▶ Amaç
Kaynak metnin "Metin, sürecin ikiye" sözlerinden başlayıp "arayışının başladığını göstermektedir." sözleri de dahil olmak üzere biten kısmını yeniden yazın. Bu kısımda "tıkanmış" yerine "kilitlenmiş" koyun.

Türkiye, yeniden "barış" söylemi üzerinden kurgulanan bir geçiş tartışmasının eşiğinde.
Cumhurbaşkanlığı Başdanışmanı ve Cumhurbaşkanlığı Hukuk Politikaları Kurulu Başkanvekili Mehmet Uçum'un kaleme aldığı "Terörsüz Türkiye'ye Geçiş ve Demokrasiyi Geliştirme Süreçlerinin Dinamikleri" başlıklı yazı, bu tartışmanın devlet aklında nasıl ele alındığını açıkça ortaya koyuyor.
Metin, sürecin ikiye ayrıldığını söylüyor: "Geçiş süreci" ve "Demokrasiyi geliştirme süreci."
Ancak bu iki aşamalı formül, aslında sürecin tıkanmış olduğunu ve yeni bir "ara formül" arayışının başladığını göstermektedir.

▶ Verilen Bilgiler
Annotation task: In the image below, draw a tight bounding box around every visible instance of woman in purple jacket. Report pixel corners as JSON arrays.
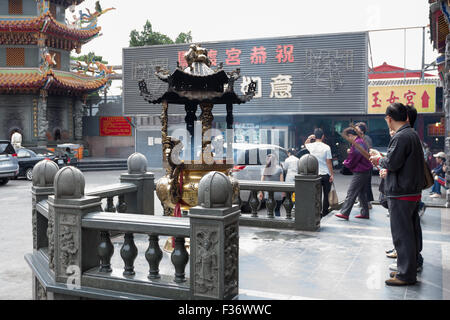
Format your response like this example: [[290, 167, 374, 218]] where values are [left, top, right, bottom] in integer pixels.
[[336, 128, 372, 220]]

▶ Örnek Çözüm
Metin, sürecin ikiye ayrıldığını söylüyor: "Geçiş süreci" ve "Demokrasiyi geliştirme süreci."
Ancak bu iki aşamalı formül, aslında sürecin kilitlenmiş olduğunu ve yeni bir "ara formül" arayışının başladığını göstermektedir.